── Trecho da página ──

28 de Agosto de 2020, Quinta-feira: Por fim, chegaram também as outras jovens e disseram: “Senhor! Senhor! Abre-nos a porta!”

21ª Semana do Tempo Comum  

Leitura: 1Cor 1,17-25

Ouvimos hoje uma teologia da cruz que Paulo escreve aos coríntios. A Nova Bíblia Pastoral (p. 1388) comenta a situação: Paulo havia partido de Atenas após uma experiência fracassada com os filósofos gregos (At 17,16-34). Agora, em Corinto, ele trabalha com uma comunidade pobre da periferia da cidade. Dessa dupla experiência, cresce a convicção de que Deus escolheu preferencialmente as pessoas pobres, simples e marginalizadas, pois é na fraqueza que se manifesta a força de Deus (2Cor 12,9). A partir daí, segue a argumentação através de um jogo de contrários ou antíteses. Significa que há uma contradição entre o projeto de Deus e o projeto humano. A cruz parece loucura, sinal de fraqueza e caminho de perdição. Mas Deus a transformou em sabedoria, sinal de força e caminho de salvação. No final, Paulo aplica suas considerações ao caso concreto da comunidade de Corinto, onde essa realidade pode ser constatada (2Cor 10,17).

Depois da saudação e ação de graças (vv. 1-9, leitura de ontem), Paulo lamentou das rivalidades e facções que surgiram em Corinto (vv. 10-16, omitidos pela nossa liturgia), uma apoiando Paulo, outra Cefas (Pedro), outra Apolo, um orador talentoso de Alexandria (cf. 3,4-6; At 17,24-19,1; Tt 3,13). Paulo convida à unidade: “O Cristo está dividido? Foi Paulo crucificado por vós, ou fostes batizados em nome de Paulo?” (v. 13).

De fato, Cristo não me enviou para batizar, mas para pregar a boa nova da salvação, sem me valer dos recursos da oratória, para não privar a cruz de Cristo da sua força própria (v. 17).

Os “recursos da oratória” (lit. “sabedoria do palavra”), ou seja, as especulações do pensamento e os artifícios da retórica) podem se opor à sabedoria de Deus (v. 24 e 2,6s). A arte oratória era muito apreciada entre os gregos e obedecia a regras precisas. Paulo não quer ser valer disso, “para não privar a cruz de Cristo da sua força própria” Lit.: “para a cruz de Cristo não ficar esvaziada” (do seu conteúdo). Ele desenvolve este ponto em 2,1-5.

A Bíblia do Peregrino (p. 2738) comenta: Não se trata de valor comparativo, e sim de divisão de trabalho; não se rebaixa o sacramento em favor da palavra. O que Paulo pensa sobre o batismo está explicado em Rm 6 e outros lugares. Ademais, o evangelho tem por tema a pessoa e a obra de Jesus Cristo, e o batismo expressa a dedicação total a essa pessoa: ver, a título de exemplo, o episódio de Filipe e o eunuco (At 8).

───
── Conteúdo dos registros ──

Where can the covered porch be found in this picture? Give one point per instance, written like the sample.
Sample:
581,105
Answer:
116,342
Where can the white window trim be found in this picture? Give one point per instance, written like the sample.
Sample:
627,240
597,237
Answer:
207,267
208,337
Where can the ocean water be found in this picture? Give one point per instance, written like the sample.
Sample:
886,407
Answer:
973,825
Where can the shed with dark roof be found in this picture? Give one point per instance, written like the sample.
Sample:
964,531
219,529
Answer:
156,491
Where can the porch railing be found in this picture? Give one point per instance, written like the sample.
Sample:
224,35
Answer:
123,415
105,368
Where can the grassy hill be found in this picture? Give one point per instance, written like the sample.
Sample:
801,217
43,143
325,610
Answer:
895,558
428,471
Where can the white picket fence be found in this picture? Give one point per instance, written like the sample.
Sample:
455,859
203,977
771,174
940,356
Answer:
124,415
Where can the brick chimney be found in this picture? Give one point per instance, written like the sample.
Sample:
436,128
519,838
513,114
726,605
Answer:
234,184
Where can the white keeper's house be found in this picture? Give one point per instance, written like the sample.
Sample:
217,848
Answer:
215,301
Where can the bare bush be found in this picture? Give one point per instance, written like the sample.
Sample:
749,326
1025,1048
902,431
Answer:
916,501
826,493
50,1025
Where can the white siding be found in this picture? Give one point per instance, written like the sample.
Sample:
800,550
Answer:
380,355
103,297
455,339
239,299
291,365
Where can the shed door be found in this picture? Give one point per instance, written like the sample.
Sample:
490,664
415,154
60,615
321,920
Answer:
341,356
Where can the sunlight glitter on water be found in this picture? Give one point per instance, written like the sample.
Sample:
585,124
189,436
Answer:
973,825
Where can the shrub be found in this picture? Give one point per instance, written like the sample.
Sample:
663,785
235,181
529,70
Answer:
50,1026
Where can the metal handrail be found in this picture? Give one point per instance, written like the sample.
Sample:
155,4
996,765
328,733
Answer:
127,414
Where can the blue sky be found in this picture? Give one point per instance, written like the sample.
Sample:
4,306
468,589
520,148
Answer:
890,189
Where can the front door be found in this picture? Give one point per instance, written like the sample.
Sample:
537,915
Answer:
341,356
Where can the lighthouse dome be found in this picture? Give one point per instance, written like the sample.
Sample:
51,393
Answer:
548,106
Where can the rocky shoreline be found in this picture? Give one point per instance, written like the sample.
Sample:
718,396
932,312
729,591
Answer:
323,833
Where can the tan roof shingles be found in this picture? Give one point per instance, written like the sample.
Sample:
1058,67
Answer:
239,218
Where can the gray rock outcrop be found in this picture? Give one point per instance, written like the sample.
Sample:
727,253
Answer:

───

Objetivo da tarefa ▸
Segundo o trecho da página, de que cidade era Apolo?

Resultado da tarefa ▸
De Alexandria.